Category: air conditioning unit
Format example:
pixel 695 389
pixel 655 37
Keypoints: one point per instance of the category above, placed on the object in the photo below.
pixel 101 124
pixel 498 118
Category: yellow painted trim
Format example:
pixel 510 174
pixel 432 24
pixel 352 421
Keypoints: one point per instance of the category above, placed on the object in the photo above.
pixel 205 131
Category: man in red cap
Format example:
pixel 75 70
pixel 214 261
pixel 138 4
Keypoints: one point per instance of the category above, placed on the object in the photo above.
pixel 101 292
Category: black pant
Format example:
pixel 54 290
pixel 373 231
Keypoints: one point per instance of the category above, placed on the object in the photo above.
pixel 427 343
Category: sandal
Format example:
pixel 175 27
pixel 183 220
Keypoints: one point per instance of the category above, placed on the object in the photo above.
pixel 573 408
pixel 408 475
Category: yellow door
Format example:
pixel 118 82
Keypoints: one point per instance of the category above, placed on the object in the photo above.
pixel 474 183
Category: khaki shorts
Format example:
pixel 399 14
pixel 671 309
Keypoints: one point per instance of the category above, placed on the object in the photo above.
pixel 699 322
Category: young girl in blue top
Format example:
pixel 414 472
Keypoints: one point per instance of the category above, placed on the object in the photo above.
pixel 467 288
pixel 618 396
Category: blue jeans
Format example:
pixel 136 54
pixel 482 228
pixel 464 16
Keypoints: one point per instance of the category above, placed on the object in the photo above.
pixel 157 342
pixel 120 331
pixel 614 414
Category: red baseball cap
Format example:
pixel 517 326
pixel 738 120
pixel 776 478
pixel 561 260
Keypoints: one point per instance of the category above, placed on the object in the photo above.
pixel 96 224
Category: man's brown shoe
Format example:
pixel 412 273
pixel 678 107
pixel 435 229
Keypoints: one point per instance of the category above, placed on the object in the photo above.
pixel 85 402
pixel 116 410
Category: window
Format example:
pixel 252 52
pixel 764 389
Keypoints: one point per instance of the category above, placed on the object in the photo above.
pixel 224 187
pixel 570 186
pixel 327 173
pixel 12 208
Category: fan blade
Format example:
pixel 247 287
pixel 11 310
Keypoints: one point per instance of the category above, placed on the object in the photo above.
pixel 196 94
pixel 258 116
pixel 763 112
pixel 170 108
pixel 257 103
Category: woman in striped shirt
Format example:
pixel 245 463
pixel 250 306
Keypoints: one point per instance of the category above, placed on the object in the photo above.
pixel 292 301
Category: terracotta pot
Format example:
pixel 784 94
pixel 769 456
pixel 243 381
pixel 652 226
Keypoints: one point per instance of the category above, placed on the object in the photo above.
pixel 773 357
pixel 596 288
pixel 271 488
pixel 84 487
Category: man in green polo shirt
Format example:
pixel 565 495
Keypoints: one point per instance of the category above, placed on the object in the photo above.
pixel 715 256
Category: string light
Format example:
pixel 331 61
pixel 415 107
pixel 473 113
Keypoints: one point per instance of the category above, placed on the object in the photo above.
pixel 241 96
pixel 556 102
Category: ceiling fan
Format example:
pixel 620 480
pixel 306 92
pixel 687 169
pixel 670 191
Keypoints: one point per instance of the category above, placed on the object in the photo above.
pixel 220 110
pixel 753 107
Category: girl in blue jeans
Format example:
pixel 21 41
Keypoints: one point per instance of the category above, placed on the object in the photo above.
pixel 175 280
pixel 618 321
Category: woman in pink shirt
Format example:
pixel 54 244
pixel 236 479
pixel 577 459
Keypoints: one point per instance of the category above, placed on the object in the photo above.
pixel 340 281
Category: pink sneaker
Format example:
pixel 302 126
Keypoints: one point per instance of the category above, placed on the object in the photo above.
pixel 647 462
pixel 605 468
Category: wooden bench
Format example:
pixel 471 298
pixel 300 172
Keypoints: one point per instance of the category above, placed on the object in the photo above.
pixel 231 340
######
The problem =>
Arrange every one of the rows above as a numbered list, omitting any blank lines.

Full output =>
1. Category: air conditioning unit
2. Format example:
3. pixel 695 389
4. pixel 655 37
5. Keypoints: one point per instance of the category above, placed on the object in the photo below.
6. pixel 101 124
7. pixel 498 118
8. Category: yellow painted trim
9. Format example:
10. pixel 510 174
11. pixel 432 24
12. pixel 352 421
13. Keypoints: one point per instance of the category above, placed on the object in the photo above.
14. pixel 205 131
15. Category: man in red cap
16. Format example:
17. pixel 75 70
18. pixel 214 261
19. pixel 138 4
20. Keypoints: one point per instance of the category above, placed on the object in the photo above.
21. pixel 101 292
22. Category: black pant
23. Format example:
24. pixel 54 290
25. pixel 373 231
26. Keypoints: one point per instance of the category above, placed on the object in the photo above.
27. pixel 427 343
28. Category: sandal
29. Format example:
30. pixel 175 27
31. pixel 183 220
32. Keypoints: one point per instance of the category above, placed on the object in the photo above.
33. pixel 573 408
34. pixel 408 475
35. Category: yellow door
36. Format example:
37. pixel 118 82
38. Keypoints: one point per instance of the category above, placed on the object in the photo above.
39. pixel 474 183
40. Category: khaki shorts
41. Format example:
42. pixel 399 14
43. pixel 671 309
44. Keypoints: one point per instance of the category above, placed on the object in the photo above.
45. pixel 699 322
46. Category: young girl in blue top
47. Format example:
48. pixel 414 472
49. Keypoints: one point per instance of the category above, placed on the object in the photo above.
50. pixel 467 288
51. pixel 618 396
52. Category: blue jeans
53. Format example:
54. pixel 136 54
55. pixel 482 228
56. pixel 464 16
57. Keypoints: one point per instance of the category above, placed on the object in the photo above.
58. pixel 157 342
59. pixel 120 331
60. pixel 614 414
61. Category: red baseball cap
62. Format example:
63. pixel 517 326
64. pixel 738 120
65. pixel 776 478
66. pixel 561 260
67. Keypoints: one point per instance of the category above, placed on the object in the photo above.
68. pixel 96 224
69. Category: man's brown shoe
70. Format example:
71. pixel 412 273
72. pixel 678 107
73. pixel 435 229
74. Keypoints: one point per instance of the category above, placed on the object in the photo above.
75. pixel 85 402
76. pixel 116 410
77. Category: window
78. Format example:
79. pixel 252 52
80. pixel 764 389
81. Keypoints: one point per instance of the category above, placed on the object in the photo above.
82. pixel 224 187
83. pixel 570 186
84. pixel 327 173
85. pixel 12 208
86. Category: fan blade
87. Format example:
88. pixel 247 287
89. pixel 11 310
90. Keypoints: one point per instance of the category above, placed on the object in the photo above.
91. pixel 196 94
92. pixel 258 116
93. pixel 763 112
94. pixel 170 108
95. pixel 257 103
96. Category: woman in striped shirt
97. Format example:
98. pixel 245 463
99. pixel 250 306
100. Keypoints: one point per instance of the category above, placed on the object in the photo above.
101. pixel 292 301
102. Category: terracotta pot
103. Format example:
104. pixel 784 94
105. pixel 769 456
106. pixel 243 381
107. pixel 652 226
108. Keypoints: one point per instance of the category above, placed on the object in the photo above.
109. pixel 773 357
110. pixel 596 288
111. pixel 271 488
112. pixel 84 487
113. Category: man in green polo shirt
114. Format example:
115. pixel 565 495
116. Keypoints: one point per instance of the category above, placed on the object in the photo above.
117. pixel 715 256
118. Category: string light
119. Format example:
120. pixel 331 61
121. pixel 415 107
122. pixel 473 113
123. Keypoints: one point per instance of the category above, placed on the object in the photo above.
124. pixel 241 96
125. pixel 556 102
126. Category: ceiling fan
127. Format example:
128. pixel 620 480
129. pixel 306 92
130. pixel 687 169
131. pixel 670 191
132. Keypoints: one point per instance of the category above, placed on the object in the photo above.
133. pixel 220 110
134. pixel 753 107
135. Category: girl in blue jeans
136. Format example:
137. pixel 21 41
138. Keypoints: one point per instance of the category above, placed on the object in the photo above.
139. pixel 175 280
140. pixel 618 321
141. Category: woman in pink shirt
142. Format example:
143. pixel 54 244
144. pixel 236 479
145. pixel 577 459
146. Keypoints: one point per instance of the category above, placed on the object in the photo above.
147. pixel 340 281
148. Category: pink sneaker
149. Format example:
150. pixel 302 126
151. Keypoints: one point per instance of the category above, placed on the object in the photo above.
152. pixel 647 462
153. pixel 605 468
154. Category: wooden bench
155. Format example:
156. pixel 471 298
157. pixel 300 172
158. Keypoints: one point per instance of the category above, placed on the object in the photo above.
159. pixel 231 340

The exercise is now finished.